Return, unchanged and in order, the lines of the entries below, from the line containing "The service MUST place one dot on the carpet" through the line containing "x=18, y=146", with both of those lines included.
[START]
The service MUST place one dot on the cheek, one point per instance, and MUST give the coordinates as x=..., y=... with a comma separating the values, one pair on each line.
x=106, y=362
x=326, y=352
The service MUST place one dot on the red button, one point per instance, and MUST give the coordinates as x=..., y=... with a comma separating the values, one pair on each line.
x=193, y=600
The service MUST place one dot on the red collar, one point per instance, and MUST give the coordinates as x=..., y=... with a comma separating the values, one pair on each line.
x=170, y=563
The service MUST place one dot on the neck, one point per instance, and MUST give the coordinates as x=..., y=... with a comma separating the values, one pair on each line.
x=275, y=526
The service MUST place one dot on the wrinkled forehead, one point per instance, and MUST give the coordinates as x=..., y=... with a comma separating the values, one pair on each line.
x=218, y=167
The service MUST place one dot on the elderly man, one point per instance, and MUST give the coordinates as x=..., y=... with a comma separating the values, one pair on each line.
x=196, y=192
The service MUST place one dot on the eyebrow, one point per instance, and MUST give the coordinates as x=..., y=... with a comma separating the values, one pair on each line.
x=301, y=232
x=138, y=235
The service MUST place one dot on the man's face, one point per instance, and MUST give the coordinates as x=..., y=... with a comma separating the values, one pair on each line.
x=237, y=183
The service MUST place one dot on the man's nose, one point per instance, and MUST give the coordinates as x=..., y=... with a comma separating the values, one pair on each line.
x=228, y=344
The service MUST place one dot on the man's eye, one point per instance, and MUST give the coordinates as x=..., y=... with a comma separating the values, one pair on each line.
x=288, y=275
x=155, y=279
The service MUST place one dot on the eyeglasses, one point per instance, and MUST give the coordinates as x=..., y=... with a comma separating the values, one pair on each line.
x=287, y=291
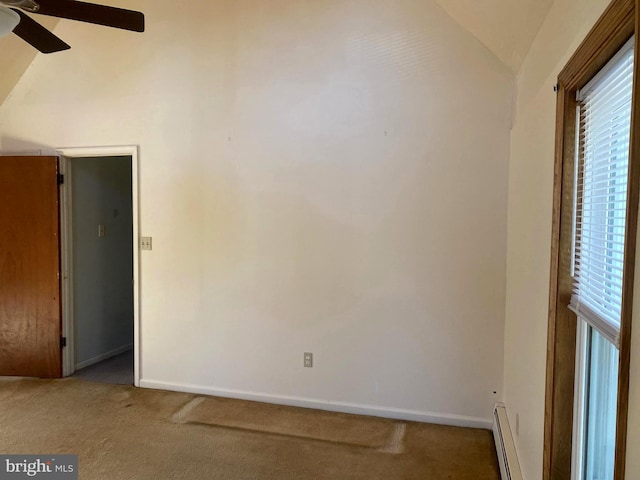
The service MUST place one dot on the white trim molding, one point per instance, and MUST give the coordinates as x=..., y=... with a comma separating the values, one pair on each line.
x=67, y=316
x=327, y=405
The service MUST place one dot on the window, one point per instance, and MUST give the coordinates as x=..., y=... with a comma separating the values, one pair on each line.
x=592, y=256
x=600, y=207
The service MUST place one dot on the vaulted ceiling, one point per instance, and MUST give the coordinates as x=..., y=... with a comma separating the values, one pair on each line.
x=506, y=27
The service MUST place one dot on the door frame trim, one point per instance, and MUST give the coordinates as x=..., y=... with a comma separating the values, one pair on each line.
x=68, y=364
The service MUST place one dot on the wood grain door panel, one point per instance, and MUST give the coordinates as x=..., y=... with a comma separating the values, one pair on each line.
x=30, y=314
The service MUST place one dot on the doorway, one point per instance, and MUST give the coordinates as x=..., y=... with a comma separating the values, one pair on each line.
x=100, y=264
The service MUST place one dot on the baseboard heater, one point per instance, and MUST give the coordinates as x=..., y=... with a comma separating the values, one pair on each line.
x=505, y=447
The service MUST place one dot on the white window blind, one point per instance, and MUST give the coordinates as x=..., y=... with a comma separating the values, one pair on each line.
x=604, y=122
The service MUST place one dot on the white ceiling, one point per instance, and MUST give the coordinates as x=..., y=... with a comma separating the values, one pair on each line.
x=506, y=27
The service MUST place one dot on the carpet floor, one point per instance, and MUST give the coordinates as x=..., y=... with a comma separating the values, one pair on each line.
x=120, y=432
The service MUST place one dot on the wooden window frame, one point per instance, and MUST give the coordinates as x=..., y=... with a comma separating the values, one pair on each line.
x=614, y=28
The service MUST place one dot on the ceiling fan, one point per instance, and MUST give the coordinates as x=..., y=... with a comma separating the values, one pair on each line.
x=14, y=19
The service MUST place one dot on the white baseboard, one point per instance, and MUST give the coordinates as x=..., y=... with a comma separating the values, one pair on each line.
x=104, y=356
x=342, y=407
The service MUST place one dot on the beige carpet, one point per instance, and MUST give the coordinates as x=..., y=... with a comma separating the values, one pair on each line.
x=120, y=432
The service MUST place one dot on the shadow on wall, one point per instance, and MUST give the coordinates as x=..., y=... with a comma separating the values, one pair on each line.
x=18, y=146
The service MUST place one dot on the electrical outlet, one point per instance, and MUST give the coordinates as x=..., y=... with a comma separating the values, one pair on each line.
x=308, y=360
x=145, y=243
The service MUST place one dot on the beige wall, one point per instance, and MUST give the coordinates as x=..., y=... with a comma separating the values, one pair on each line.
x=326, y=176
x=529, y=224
[END]
» **Response to this task**
The service MUST place one dot on the carpet floor, one point per instance, and MUST give the coordinates as x=..., y=... with a comma separating the values, one pair on each line.
x=120, y=432
The service MUST place one dot on the wooden window frame, one point per instance, and MUST give the coordinates as x=..., y=... with a comma separating the values, one pair on each line.
x=614, y=28
The service MUST place one dot on the ceiling fan, one point per instance, and MUST give the coordinates as x=..., y=... with a comma separating the values, one pair on each line.
x=14, y=19
The service MUST place one dot on the white baseboard, one point per instance, and MUST give the coordinates as x=..., y=... with a comma separating the values, one pair on each line.
x=104, y=356
x=342, y=407
The service MUST place one dot on the beige carpet, one point per instance, and MUST give the coordinates as x=..., y=... with a comma separating the values, one pair on each line.
x=120, y=432
The service MUST place one dot on the shadow on wall, one point per instance, and MUST give the coordinates as x=..., y=... with a comma separating the values, one pair on each line.
x=18, y=146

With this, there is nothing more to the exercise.